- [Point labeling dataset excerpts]
++++++++++++++++++++
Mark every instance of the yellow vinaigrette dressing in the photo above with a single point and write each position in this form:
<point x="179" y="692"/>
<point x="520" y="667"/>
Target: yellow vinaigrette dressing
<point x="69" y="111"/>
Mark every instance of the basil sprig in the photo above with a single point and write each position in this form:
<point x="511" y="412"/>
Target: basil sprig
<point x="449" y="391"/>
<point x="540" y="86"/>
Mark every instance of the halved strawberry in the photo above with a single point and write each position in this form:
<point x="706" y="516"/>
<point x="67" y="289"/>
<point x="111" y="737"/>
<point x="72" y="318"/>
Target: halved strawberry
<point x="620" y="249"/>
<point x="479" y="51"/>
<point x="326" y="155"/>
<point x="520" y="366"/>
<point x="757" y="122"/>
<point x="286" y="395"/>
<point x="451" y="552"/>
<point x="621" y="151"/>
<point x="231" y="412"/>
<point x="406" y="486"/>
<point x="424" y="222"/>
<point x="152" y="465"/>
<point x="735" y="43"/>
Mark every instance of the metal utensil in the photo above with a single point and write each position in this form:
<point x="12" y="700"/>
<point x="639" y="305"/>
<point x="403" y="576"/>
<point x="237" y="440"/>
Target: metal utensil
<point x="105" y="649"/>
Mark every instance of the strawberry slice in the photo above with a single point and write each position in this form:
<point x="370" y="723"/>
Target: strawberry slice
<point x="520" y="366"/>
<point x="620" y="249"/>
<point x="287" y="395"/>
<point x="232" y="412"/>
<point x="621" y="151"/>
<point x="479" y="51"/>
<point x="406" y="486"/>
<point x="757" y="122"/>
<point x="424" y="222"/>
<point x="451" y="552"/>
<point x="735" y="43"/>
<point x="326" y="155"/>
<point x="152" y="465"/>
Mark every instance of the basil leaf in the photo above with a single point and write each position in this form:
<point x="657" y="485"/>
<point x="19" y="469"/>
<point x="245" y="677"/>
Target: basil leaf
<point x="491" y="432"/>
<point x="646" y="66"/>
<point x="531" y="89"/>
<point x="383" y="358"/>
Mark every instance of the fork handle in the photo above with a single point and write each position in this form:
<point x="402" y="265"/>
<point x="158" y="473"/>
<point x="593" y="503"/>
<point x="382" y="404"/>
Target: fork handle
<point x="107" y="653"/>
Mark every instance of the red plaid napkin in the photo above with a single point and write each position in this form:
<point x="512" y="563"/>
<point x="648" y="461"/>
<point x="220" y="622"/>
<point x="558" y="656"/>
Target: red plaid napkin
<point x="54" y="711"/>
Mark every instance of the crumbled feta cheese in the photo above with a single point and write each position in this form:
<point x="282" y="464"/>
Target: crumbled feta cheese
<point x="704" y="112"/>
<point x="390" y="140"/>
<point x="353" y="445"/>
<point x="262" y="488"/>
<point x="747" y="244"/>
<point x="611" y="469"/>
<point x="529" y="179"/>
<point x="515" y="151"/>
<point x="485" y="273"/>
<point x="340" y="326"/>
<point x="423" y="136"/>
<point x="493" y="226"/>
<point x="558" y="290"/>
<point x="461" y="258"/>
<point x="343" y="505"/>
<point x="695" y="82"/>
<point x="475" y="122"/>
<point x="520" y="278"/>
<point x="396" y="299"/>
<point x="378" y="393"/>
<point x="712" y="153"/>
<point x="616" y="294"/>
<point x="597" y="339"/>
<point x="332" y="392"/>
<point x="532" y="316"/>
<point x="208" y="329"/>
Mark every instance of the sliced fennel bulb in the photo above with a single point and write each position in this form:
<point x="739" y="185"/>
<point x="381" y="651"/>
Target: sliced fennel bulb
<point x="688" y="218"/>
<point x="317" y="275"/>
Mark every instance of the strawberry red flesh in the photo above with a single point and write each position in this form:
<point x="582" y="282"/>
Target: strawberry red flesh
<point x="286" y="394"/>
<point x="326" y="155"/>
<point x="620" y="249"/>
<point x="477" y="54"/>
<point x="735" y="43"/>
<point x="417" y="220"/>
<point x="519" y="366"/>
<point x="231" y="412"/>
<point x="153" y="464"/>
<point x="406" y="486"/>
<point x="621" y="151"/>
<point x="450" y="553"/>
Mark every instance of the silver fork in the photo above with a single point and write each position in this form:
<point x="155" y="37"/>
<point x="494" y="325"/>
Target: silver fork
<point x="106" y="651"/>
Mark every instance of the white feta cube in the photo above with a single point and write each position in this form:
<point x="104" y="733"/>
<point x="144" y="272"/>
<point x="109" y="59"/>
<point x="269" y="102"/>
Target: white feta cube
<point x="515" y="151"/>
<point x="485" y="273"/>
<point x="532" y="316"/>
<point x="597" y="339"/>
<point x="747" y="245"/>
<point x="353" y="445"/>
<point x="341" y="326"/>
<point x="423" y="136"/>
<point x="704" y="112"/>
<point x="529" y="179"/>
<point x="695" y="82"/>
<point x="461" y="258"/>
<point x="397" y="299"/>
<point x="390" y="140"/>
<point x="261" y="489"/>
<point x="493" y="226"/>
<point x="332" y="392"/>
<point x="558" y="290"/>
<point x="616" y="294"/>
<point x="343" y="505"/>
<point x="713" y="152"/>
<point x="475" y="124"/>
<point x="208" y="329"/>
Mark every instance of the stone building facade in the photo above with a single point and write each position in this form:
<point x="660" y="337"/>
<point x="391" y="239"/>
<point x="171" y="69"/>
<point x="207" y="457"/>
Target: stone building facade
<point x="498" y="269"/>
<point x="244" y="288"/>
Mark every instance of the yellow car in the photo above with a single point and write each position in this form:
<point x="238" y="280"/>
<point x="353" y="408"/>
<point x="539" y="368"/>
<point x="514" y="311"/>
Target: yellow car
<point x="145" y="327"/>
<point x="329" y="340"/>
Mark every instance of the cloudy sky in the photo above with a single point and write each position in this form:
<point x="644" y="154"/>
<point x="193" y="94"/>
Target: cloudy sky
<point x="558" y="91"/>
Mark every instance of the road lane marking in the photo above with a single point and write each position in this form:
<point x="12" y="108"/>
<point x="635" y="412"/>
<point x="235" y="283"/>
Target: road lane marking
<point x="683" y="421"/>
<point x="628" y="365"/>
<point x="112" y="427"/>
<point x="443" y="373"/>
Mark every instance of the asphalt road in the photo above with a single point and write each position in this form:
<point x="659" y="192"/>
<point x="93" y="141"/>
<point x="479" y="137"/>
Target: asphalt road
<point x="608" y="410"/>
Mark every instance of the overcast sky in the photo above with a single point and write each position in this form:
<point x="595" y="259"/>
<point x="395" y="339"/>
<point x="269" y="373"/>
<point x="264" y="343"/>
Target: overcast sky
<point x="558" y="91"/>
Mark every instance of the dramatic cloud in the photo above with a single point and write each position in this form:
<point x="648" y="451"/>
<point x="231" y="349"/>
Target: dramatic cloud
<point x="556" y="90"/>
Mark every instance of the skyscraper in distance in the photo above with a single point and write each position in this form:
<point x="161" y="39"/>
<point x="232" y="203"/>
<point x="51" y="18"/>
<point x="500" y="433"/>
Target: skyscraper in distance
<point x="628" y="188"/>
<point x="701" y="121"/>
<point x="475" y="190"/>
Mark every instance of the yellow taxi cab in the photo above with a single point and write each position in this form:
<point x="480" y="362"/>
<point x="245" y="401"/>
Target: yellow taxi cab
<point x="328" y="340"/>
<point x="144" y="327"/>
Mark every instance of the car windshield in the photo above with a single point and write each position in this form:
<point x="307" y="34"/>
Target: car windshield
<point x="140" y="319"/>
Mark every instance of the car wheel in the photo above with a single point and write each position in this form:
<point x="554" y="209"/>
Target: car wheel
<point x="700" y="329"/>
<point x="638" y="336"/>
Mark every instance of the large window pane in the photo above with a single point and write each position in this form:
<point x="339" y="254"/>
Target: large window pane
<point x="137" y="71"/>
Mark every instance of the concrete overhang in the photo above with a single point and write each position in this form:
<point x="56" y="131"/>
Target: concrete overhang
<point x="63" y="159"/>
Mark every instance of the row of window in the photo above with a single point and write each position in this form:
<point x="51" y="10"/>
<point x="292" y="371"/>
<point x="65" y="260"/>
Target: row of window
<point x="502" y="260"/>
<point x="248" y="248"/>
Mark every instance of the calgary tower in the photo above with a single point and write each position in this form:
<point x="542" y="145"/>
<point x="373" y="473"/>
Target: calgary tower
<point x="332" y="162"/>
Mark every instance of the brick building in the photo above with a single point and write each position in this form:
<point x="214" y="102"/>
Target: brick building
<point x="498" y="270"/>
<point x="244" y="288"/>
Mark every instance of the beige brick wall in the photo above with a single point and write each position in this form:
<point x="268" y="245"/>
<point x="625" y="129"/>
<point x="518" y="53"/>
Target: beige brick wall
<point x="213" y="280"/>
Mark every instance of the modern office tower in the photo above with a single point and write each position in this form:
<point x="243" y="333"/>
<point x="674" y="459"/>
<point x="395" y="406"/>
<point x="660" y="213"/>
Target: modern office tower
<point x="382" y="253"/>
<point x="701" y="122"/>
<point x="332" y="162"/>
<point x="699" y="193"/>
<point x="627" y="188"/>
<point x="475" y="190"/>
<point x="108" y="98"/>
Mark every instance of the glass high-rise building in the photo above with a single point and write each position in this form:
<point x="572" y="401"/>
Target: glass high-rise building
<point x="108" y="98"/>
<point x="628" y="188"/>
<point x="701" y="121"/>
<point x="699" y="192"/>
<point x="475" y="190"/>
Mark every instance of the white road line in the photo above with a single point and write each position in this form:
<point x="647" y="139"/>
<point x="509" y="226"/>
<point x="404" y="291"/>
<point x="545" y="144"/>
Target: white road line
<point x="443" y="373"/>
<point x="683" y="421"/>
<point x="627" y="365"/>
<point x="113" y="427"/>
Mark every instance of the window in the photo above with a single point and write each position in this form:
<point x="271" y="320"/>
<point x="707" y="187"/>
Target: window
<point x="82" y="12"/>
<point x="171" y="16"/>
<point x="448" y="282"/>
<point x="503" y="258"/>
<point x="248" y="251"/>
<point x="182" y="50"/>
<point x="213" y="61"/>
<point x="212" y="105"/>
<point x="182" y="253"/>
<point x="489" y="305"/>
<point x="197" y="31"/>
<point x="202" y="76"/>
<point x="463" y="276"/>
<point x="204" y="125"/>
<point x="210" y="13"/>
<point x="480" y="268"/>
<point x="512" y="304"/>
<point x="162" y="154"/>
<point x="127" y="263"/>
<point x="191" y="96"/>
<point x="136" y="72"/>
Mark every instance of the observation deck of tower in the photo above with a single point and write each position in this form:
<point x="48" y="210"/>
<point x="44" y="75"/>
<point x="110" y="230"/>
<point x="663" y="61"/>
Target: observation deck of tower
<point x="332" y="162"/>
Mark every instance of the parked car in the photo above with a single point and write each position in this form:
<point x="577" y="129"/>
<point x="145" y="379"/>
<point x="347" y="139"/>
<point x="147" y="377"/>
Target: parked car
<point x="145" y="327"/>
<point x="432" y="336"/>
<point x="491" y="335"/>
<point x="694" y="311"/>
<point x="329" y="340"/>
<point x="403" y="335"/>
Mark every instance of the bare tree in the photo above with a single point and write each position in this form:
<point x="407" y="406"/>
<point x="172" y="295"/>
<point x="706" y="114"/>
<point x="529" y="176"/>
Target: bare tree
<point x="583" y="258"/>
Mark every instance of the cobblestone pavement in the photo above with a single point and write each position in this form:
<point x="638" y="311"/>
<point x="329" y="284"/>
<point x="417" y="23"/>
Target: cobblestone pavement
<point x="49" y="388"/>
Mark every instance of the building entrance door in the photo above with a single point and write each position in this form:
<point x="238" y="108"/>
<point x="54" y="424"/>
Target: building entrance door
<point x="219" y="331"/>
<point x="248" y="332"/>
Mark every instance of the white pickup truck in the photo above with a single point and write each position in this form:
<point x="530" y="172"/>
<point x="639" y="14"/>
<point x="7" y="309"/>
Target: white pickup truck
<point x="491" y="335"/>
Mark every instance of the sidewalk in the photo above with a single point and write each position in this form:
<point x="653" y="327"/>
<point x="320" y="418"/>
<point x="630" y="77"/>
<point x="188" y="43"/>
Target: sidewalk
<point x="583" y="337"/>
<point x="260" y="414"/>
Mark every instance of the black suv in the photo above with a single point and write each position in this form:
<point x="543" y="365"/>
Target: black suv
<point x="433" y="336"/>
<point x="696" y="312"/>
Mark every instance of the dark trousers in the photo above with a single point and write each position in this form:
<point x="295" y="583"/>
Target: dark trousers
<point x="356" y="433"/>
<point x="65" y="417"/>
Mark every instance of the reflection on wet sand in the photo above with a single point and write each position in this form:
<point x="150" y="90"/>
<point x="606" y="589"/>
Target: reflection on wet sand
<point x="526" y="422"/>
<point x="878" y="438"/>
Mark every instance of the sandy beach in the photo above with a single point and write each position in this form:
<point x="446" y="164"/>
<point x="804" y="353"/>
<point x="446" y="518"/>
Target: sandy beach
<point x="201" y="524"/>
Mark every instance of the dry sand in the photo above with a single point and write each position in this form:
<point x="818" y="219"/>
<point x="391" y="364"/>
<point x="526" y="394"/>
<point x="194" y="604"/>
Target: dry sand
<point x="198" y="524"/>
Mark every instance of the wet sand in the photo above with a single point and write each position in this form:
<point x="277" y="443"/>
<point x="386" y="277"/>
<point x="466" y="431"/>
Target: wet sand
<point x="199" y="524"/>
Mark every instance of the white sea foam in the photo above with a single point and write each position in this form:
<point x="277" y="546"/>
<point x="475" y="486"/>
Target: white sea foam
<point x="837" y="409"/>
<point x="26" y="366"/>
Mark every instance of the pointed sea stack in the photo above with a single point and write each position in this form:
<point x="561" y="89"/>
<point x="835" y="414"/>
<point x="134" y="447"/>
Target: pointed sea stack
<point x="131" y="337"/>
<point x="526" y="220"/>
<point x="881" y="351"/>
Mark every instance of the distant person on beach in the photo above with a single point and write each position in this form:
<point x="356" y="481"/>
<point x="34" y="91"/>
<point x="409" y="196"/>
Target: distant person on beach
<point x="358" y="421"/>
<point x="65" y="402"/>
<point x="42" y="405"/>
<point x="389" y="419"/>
++++++++++++++++++++
- [Brief] Beginning at the line that holds "Mark every instance of the dry", write out word for word each line through the end of the records.

- [Exercise output]
Mark every instance of the dry sand in the photo above with a single point and write each position in this form:
<point x="818" y="219"/>
<point x="391" y="364"/>
<point x="526" y="394"/>
<point x="194" y="604"/>
Target: dry sand
<point x="198" y="524"/>
Mark every instance of the wet sand in the photo above with a single point and write each position in this form:
<point x="277" y="443"/>
<point x="386" y="277"/>
<point x="466" y="431"/>
Target: wet sand
<point x="199" y="524"/>
Mark every instance of the white sea foam in the photo above with a single point and write each position in this form:
<point x="277" y="546"/>
<point x="475" y="486"/>
Target: white sea foam
<point x="837" y="409"/>
<point x="26" y="366"/>
Mark every instance of the pointed sea stack in the photo above with a single point and write each position in this form:
<point x="561" y="89"/>
<point x="835" y="414"/>
<point x="134" y="447"/>
Target: pointed sea stack
<point x="131" y="337"/>
<point x="526" y="220"/>
<point x="881" y="351"/>
Mark every instance of the distant person on beach in the photo above with a single point and write each position in this form:
<point x="356" y="481"/>
<point x="34" y="91"/>
<point x="409" y="196"/>
Target: distant person on beach
<point x="358" y="421"/>
<point x="65" y="402"/>
<point x="42" y="405"/>
<point x="389" y="419"/>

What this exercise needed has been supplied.